◆ Written task: Starting at the line that contains "Place one keypoint per instance of the front", transcribe every remaining line of the entries exactly, including the last one.

◆ Extracted material:
= = =
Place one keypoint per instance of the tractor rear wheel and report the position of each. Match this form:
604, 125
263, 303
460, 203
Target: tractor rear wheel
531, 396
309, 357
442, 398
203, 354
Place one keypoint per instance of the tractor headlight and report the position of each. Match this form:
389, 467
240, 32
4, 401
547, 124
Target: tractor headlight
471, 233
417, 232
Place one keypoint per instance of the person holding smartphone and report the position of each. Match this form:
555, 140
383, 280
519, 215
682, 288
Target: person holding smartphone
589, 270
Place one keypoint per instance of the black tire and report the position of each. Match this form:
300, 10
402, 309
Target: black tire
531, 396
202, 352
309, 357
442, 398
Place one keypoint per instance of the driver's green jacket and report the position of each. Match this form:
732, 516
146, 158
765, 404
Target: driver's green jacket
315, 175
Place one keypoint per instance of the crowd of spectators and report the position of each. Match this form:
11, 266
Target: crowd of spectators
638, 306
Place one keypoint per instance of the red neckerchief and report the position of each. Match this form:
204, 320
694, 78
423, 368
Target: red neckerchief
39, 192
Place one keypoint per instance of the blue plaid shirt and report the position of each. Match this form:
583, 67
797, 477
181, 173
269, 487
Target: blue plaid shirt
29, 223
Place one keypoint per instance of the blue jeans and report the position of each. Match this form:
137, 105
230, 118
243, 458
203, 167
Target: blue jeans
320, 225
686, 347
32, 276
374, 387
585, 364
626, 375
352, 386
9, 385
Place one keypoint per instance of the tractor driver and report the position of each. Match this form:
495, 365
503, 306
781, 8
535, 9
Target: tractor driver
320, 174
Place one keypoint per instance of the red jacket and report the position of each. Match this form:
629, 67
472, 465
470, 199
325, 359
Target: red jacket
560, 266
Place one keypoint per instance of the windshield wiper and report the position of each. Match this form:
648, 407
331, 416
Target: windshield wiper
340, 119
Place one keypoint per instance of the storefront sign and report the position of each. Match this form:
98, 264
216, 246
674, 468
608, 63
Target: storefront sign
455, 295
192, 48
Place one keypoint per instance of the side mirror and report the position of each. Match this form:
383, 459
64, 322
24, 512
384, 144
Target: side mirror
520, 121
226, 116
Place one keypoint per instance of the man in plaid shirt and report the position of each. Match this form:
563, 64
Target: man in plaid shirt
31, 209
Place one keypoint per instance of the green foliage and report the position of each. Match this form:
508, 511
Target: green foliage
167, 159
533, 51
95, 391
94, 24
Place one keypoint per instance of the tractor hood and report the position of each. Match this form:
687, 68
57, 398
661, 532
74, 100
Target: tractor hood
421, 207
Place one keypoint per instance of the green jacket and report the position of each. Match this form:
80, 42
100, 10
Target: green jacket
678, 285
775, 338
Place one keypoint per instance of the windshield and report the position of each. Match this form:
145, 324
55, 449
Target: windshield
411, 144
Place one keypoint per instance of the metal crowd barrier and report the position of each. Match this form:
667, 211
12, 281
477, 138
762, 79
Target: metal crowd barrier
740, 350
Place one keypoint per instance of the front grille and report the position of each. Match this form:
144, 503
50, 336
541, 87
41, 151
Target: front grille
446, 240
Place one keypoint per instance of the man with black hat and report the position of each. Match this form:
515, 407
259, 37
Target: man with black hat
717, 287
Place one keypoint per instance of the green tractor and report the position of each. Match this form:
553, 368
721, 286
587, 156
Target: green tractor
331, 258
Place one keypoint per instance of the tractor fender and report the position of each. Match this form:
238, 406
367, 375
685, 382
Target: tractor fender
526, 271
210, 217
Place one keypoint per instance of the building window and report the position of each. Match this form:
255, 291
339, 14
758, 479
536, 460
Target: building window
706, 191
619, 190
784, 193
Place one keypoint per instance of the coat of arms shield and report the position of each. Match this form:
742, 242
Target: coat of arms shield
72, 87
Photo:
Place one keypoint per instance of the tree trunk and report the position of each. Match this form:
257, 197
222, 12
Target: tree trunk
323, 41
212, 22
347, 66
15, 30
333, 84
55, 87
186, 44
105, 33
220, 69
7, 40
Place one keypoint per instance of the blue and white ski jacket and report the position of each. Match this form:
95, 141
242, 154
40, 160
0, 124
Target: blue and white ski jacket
= = =
◆ Result:
Place one keypoint per instance of the front grille and report the position of each. Match this form:
144, 503
50, 336
541, 87
41, 151
Target: front grille
446, 240
Place one keypoint per instance of the man with black hat and report the position of each. Match this form:
515, 407
259, 37
Target: man with black hat
717, 287
Place one keypoint per instance of the green tractor and report the position of each. Match this form:
553, 368
721, 286
587, 156
Target: green tractor
331, 258
Place one keypoint per instance of the tractor fender and report the position of each. Match this form:
238, 406
367, 375
685, 382
Target: tractor fender
526, 271
210, 217
Place one keypoint per instance of the building window and report the position of each. Match this form:
255, 291
339, 14
758, 479
536, 460
Target: building window
706, 191
619, 190
784, 193
Place one keypoint per instance of the coat of arms shield and report the position of each. Match this form:
742, 242
Target: coat of arms shield
72, 87
Photo:
Place one keypoint per instance of the tree trunk and report the position of each. Match this form:
257, 197
222, 12
Target: tree trunk
323, 41
212, 22
347, 66
15, 30
333, 84
55, 87
186, 44
105, 33
220, 69
7, 40
Place one keypoint per instance of the blue and white ski jacket and report the position of each. Match this form:
95, 141
242, 154
40, 160
0, 124
Target: blue and white ski jacket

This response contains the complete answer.